TASK INSTRUCTIONS:
Exclude images and print all the records verbatim.

GIVEN INFORMATION:
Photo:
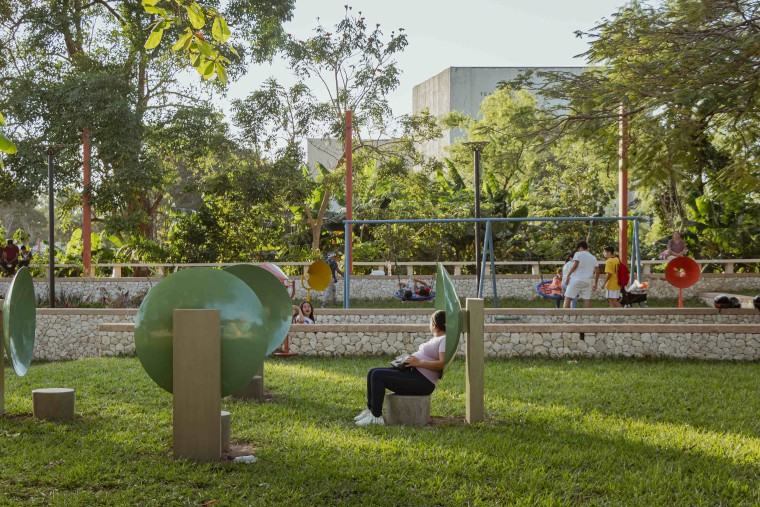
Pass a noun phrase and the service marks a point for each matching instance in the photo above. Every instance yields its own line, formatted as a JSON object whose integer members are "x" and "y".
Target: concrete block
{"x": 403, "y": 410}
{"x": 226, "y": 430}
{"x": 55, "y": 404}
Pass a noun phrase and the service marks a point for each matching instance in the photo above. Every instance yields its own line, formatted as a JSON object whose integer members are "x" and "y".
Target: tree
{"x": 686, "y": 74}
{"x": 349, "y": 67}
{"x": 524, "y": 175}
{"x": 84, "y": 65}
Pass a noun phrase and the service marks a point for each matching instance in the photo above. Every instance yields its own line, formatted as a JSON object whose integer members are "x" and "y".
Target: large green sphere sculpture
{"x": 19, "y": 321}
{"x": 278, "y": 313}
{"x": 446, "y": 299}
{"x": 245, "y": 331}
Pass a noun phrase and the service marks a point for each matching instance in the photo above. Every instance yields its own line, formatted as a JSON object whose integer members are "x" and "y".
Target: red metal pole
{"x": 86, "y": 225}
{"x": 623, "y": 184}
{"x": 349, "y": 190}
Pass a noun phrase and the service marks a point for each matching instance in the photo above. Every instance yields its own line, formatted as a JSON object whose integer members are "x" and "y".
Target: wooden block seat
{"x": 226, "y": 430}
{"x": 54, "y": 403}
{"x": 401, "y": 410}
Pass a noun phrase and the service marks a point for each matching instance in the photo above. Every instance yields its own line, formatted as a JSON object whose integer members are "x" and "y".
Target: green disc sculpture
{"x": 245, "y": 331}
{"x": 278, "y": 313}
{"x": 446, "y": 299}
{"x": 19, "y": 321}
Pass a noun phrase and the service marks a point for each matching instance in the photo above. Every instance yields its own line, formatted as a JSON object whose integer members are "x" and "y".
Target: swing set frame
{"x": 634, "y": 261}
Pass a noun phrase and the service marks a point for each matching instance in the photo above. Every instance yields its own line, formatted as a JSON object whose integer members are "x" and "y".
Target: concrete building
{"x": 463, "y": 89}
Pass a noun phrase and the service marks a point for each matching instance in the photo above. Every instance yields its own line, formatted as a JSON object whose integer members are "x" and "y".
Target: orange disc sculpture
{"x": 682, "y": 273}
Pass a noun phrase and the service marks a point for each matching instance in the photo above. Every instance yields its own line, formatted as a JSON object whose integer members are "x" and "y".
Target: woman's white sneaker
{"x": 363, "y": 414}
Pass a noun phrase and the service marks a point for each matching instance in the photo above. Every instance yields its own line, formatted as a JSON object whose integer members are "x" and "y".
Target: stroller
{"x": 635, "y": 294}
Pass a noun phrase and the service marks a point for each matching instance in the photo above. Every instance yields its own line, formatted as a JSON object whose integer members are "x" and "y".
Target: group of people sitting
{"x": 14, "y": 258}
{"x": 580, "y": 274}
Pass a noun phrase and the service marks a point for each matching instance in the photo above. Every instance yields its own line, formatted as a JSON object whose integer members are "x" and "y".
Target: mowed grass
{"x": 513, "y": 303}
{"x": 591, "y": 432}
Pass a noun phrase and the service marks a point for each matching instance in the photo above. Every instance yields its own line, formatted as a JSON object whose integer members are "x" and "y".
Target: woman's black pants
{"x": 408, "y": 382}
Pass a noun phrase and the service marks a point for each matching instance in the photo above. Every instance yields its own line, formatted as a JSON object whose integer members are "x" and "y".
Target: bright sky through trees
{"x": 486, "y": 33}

WRITTEN RESPONSE:
Photo:
Pass a noun phrase and the service marks a point for each matching instance in the photo above. Every instance yields its own line, formatted as a JSON object whose integer members are "x" and "y".
Target: concrete block
{"x": 403, "y": 410}
{"x": 226, "y": 430}
{"x": 55, "y": 404}
Pass a noun phrase and the service marks a point for each matching instance in the photo above. Every instance yields its own line, formatted as a JSON object whose integer members are "x" and "y".
Target: tree
{"x": 686, "y": 74}
{"x": 349, "y": 67}
{"x": 524, "y": 175}
{"x": 84, "y": 65}
Pass a noun phrase and the service marks a point for each matching instance in the photo above. Every instance yields its own line, formatted as a JSON object whose integer members are "x" and "y".
Target: large green sphere sculpture
{"x": 19, "y": 321}
{"x": 278, "y": 313}
{"x": 446, "y": 299}
{"x": 245, "y": 331}
Pass a noun phrase and the service marks a point for each matching instance in the photo above. Every instance yields its own line, formatted as a JSON object whose integer members are "x" and "y".
Target: red metal pole
{"x": 86, "y": 225}
{"x": 623, "y": 184}
{"x": 349, "y": 190}
Pass a noun phrase and the service marks a point for each matching instance in the photo above. Every instance yields its own line, formatted as a JSON object whose integer members are "x" and "y".
Target: wooden block seat
{"x": 226, "y": 430}
{"x": 54, "y": 403}
{"x": 401, "y": 410}
Pass a noun phrase and the service marks a point for each matching instance in the photo above. Every instance yields its own line, formatted as a JSON object whose integer members are "x" and "y".
Target: green disc sculpture
{"x": 245, "y": 331}
{"x": 278, "y": 313}
{"x": 446, "y": 299}
{"x": 19, "y": 321}
Pass a noun phrase and the service marks a point for each matching instance in the photo above. Every instance yields its own line, formatted as a JSON object whose integer members are "x" and "y".
Target: swing set frame
{"x": 634, "y": 261}
Pass a noun phrase and the service marks a point for each matching instance in the photo above. Every instance yields its own line, formatted as a JSON object whose integer members are "x" and "y".
Target: concrete building
{"x": 463, "y": 89}
Pass a noun phrase and the service marks a point for each matching instance in the photo above. Every instance yields its own line, formatted as a JSON object whose integer members are "x" and "y".
Target: orange disc sculpture
{"x": 682, "y": 273}
Pass a noun phrase and the service marks a point for each matching instance in the photo above. Every instance yields its own line, formatted as a JSON object whose integer members are "x" and "y".
Target: woman's white sneaker
{"x": 363, "y": 414}
Pass a noun phrase and the service marks a point for each matching instance in the photo above. Every instance yields its own line, formatted as a JSON object whose integer members are "x" and "y".
Target: stroller
{"x": 635, "y": 294}
Pass a noun phrase and the service marks a point for each matching instance in the photo above. Every instance yields its own line, formatted as a JSON object whose integer members are "x" and "y".
Target: group of people sitting
{"x": 14, "y": 258}
{"x": 580, "y": 274}
Pass a noun phrase and the service marks a point for each matching instance in the photo above. Every instance yields its own line, formatted as a JSON object whose integer members are "x" and "y".
Target: mowed grass
{"x": 513, "y": 303}
{"x": 591, "y": 432}
Pass a noun phrase and the service marks a point for each matching instance in the photo above. Every instance yields its own line, formatted as a JSON object whose integer members are "x" and "y".
Target: woman's black pants
{"x": 408, "y": 382}
Pass a noun phrase and the service marks a point for each matching instance in the photo above. Every instance yields its own line, formatted as a JSON object whose integer members are "x" and "y".
Target: bright sky through trees
{"x": 486, "y": 33}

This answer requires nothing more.